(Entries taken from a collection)
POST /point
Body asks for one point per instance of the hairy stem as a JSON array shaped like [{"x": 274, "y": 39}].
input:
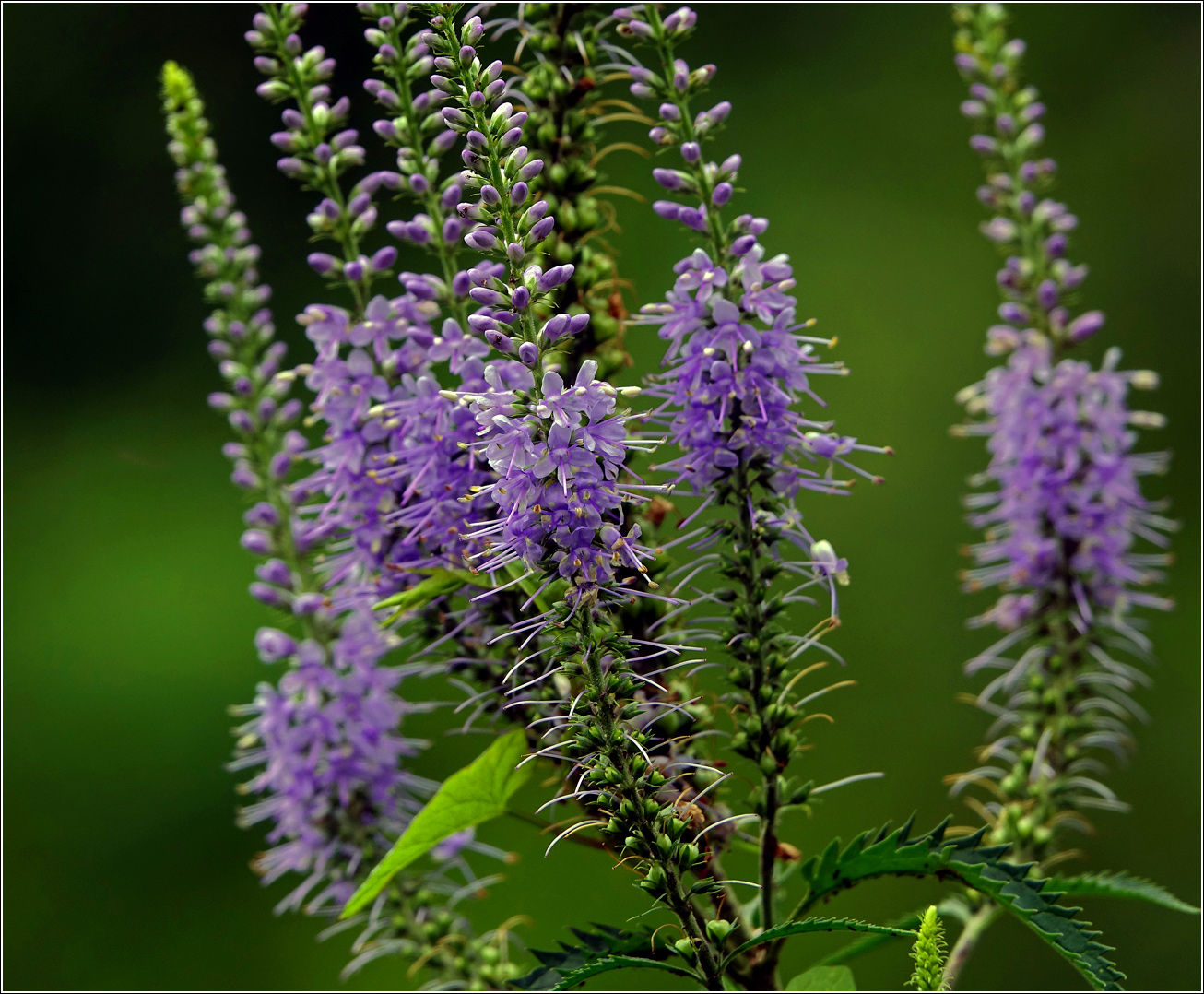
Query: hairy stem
[{"x": 979, "y": 922}]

### PROBLEM
Which of the lines above include the word "point"? List those lines.

### SOLUTION TO THIS EXERCISE
POST /point
Body asks for one point per instance of the hairy stem as a JSON array shaped like [{"x": 274, "y": 39}].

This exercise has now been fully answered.